--- EXTRACT Enclosed Below ---
PostgreSQL vs. SQL Server from the point of view of a data analyst (2014) - insulanian
https://www.pg-versus-ms.com/
======
netcraft
My previous job(s) were primarily MSSQL and I was excited to get to use PG in
my current position. In general I agree with the premise of the article - for
just about everything PG is better. For me, the only places where MSSQL has an
edge is:

\- Management Studio is superior to any standard query manager ive found for
PG. I currently use what is in intellij (which is similar to their datagrip
product) which I find perfectly acceptable and in some ways superior to
Management Studio, but PGAdmin isn't in the same ballpark.

\- MSSQL visual query explainer is great - ive found some alternatives
([http://tatiyants.com/pev/#/plans](http://tatiyants.com/pev/#/plans)) and in
general ive gotten much better at reading and understanding the text output of
PG's explain, but I do miss MSSQL in this regard.

\- MSSQL CTE's not being optimization fences meant that I got to use them in
more places. But I can do more things with CTE's in PG (such as using an ORDER
BY) - this is relatively minor but annoying - readability with CTE's vs
subqueries is much improved.
--- End of Enclosed EXTRACT ---
--- RECORDS SHOWN Enclosed Below ---
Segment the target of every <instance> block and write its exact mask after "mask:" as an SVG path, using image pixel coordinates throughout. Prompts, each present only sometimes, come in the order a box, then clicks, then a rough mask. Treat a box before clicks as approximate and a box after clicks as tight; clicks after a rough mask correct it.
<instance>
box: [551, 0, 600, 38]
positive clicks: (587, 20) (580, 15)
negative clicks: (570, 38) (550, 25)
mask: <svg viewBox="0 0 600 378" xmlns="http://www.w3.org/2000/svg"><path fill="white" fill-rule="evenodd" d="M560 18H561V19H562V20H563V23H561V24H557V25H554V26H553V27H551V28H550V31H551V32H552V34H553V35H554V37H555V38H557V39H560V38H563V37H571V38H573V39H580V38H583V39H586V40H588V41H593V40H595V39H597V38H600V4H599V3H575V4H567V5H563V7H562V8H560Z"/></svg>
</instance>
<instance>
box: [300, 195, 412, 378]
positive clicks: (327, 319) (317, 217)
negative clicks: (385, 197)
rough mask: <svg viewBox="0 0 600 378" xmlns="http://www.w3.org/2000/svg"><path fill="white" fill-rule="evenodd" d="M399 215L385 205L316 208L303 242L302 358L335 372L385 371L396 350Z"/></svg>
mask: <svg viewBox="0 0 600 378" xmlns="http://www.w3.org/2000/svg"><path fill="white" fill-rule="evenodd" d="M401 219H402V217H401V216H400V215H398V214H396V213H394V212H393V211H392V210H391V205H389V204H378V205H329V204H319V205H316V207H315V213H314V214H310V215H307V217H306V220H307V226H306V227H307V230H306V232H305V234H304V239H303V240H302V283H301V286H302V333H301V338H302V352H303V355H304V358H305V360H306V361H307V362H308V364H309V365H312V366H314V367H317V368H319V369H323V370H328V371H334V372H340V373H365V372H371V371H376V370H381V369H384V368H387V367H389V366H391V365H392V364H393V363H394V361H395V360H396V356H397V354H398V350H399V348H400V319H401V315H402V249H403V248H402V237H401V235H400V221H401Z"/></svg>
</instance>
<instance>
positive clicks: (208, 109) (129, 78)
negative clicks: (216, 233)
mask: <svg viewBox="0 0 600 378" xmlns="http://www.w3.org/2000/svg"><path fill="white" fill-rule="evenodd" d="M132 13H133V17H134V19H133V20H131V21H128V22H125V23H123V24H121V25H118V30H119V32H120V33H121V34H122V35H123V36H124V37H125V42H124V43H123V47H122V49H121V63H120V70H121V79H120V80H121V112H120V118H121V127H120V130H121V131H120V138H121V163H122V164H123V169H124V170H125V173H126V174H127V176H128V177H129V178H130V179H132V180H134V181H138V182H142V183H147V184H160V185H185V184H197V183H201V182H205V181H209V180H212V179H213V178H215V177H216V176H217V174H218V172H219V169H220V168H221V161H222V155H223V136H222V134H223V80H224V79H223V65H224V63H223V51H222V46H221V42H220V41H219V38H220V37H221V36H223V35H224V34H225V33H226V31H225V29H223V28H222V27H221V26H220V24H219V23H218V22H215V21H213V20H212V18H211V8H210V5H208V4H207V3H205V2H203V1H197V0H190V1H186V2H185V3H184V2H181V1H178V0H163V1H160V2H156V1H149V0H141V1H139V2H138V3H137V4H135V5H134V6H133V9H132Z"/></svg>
--- End of Enclosed RECORDS SHOWN ---
TO-DO ITEM A: Which query tool does the commenter in the database comparison thread currently use with PostgreSQL?
TO-DO ITEM B: According to the database comparison thread, why could the commenter use CTEs in more places with MSSQL than with PostgreSQL, and why does that matter?
TO-DO ITEM C: Resume the database comparison thread after its last sentence.
The rows have nothing to do with the database comparison thread.

TASK RESULT A: The query tool built into IntelliJ, which is similar to the DataGrip product.

TASK RESULT B: In MSSQL, CTEs are not optimization fences, so the commenter could use them in more places. That matters because CTEs are much more readable than subqueries.

TASK RESULT C:
\- Snapshot and transaction logs with MSSQL is much better than any
alternative ive found with PG, but tbf I haven't looked into it very far. When
it comes up though it would be really nice to be able to restore to point in
time easily with PG.

\- I do occassionally come across missing functions in PG, but thats getting
more and more rare.

\- Cloud offerings - they exist for PG and are great for what they offer, but
many extensions are not available or not fully configurable which is also
sometimes hard to even determine.

All that said - if you aren't already invested in the MS ecosystem, PG would
be my preference for sure. JSON/hstore/arrays alone make so many things
possible even if you arent using those datatypes in your tables.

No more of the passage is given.